Whenever I post anything having to do with popular culture, especially if it is music that may be unknown to or disliked by many people, I do the same gut check: is this Frye-relevant?  In this instance I’d say, as I say every time, yes it is, even though it is obviously not for all tastes. This time, however, I thought I’d sketch out my reasons for thinking so.

Frye once observed that soap operas never rise to the condition of fully realized romance because the endless narrative of serial adventures cannot reach a dialectical crisis of identity. It’s tempting to take this sort of comment as licence to dismiss popular culture generally. But Frye himself does not do this. He in fact says that there is no real distinction between high and low culture, and that any imposed distinction is about bias rather than anything intrinsic to the art itself. I have three main reasons to suggest why works of popular culture, whatever their appeal to taste, ought to be of interest to Frye critics.

The first is the assumption of imaginative value. Even the aesthetics of mass produced and distributed cultural phenomenon — particularly music, movies, television — have their own implicit value that can be tapped by critical engagement. The more consistently we are imaginatively engaged, the greater our potential for creative imaginative response. Mass produced culture has the advantage of ensuring mass circulation but introduces the danger of mass conformity. It has, however, also always been a cause for resistance and “counter-cultural” reactions. As long as this continues to happen, it is more likely to provide enough variation to prevent a debilitating decline into cliché and the kinds of reflexive response that undermine a liberated imaginative response.

*Entries supplied*:

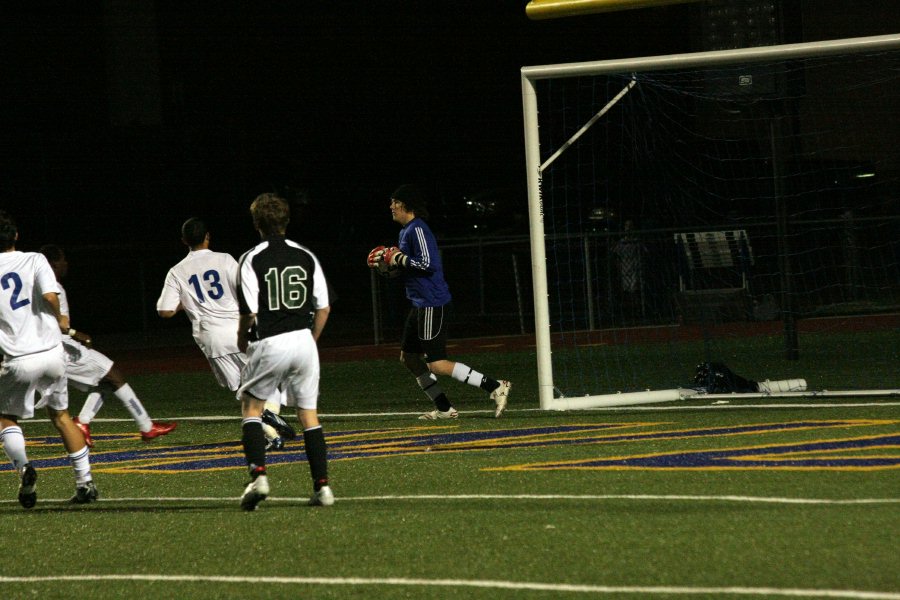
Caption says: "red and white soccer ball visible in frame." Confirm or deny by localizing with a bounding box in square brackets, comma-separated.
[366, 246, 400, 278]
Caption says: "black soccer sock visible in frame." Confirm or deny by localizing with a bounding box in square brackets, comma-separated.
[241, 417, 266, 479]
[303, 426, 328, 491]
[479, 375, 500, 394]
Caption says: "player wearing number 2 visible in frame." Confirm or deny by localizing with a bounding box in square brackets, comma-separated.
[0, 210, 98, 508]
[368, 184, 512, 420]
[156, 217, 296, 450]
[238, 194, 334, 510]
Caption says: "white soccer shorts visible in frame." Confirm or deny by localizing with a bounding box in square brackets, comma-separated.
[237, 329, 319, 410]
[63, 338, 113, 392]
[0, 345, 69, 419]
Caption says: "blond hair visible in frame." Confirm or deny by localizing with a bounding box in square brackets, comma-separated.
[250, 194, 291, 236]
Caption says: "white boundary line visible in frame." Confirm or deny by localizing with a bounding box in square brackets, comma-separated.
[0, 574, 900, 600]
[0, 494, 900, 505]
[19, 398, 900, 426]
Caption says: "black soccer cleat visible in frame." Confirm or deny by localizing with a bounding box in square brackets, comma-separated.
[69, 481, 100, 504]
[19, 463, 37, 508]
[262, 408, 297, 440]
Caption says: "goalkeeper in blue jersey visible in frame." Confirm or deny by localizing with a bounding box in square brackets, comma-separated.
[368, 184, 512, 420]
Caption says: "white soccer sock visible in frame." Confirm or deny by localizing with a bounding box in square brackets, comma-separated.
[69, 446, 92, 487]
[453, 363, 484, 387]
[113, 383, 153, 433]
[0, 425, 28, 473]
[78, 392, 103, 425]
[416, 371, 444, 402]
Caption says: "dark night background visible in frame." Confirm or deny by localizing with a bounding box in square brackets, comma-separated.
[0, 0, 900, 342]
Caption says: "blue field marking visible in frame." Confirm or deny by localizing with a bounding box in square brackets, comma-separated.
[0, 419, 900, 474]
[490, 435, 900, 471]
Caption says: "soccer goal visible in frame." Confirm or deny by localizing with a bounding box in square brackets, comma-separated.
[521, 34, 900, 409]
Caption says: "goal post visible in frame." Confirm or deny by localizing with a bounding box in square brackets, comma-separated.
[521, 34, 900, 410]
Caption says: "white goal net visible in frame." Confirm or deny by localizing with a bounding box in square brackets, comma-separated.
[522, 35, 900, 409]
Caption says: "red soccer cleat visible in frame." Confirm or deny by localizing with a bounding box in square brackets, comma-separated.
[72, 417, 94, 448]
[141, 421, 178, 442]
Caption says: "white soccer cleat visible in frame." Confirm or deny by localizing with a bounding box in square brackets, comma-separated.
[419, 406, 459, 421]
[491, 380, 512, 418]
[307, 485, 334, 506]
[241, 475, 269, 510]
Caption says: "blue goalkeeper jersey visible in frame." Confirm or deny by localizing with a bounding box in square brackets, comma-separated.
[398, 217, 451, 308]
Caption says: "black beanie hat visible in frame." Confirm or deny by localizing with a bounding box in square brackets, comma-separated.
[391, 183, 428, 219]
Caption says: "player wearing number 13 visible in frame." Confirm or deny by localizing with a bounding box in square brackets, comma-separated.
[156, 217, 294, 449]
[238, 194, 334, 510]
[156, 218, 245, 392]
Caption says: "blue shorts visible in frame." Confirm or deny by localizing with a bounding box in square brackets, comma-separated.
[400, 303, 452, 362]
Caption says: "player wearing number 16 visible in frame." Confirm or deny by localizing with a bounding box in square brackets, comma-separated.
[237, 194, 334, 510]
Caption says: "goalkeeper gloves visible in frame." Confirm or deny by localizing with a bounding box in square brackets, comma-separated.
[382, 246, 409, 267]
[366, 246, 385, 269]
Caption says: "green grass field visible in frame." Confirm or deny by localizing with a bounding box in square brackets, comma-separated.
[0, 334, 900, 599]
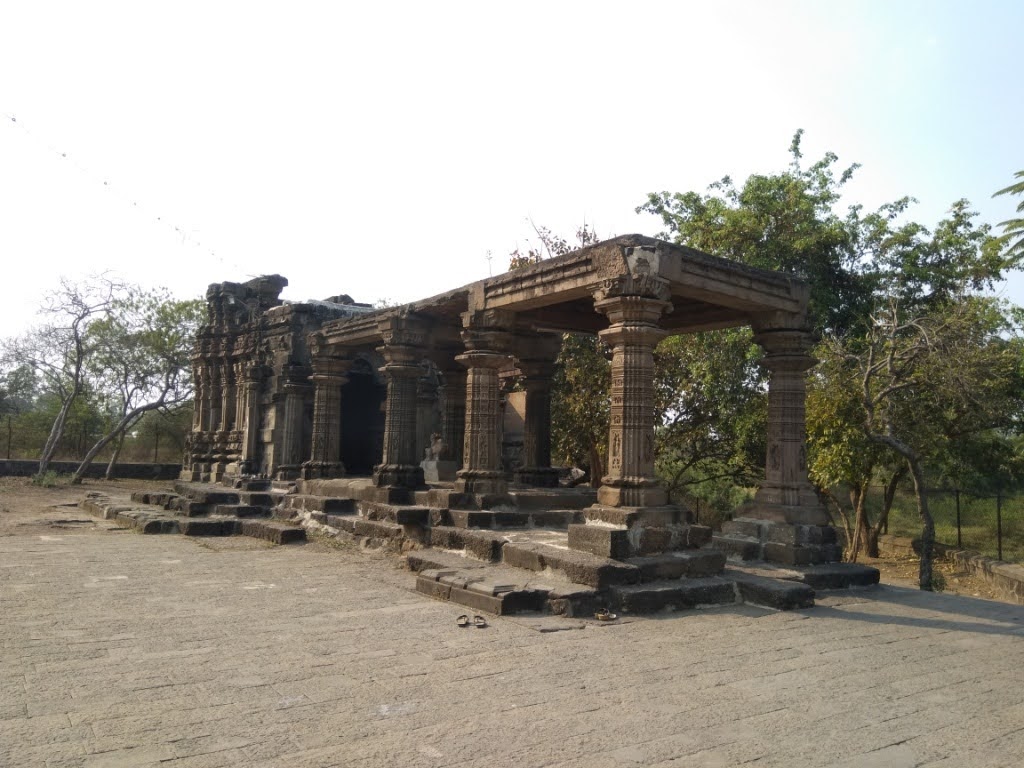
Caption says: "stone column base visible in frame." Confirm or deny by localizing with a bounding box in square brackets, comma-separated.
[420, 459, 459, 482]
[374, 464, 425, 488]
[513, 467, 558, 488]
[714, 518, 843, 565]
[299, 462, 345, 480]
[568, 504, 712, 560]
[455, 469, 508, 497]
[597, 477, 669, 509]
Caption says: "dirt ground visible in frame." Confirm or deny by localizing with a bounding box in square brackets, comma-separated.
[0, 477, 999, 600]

*Exercise directions*: Transcribe the passage of the essay on popular culture and Frye from "Frye once observed" to "to Frye critics.", word for word.

*Answer to this problem*:
Frye once observed that soap operas never rise to the condition of fully realized romance because the endless narrative of serial adventures cannot reach a dialectical crisis of identity. It’s tempting to take this sort of comment as licence to dismiss popular culture generally. But Frye himself does not do this. He in fact says that there is no real distinction between high and low culture, and that any imposed distinction is about bias rather than anything intrinsic to the art itself. I have three main reasons to suggest why works of popular culture, whatever their appeal to taste, ought to be of interest to Frye critics.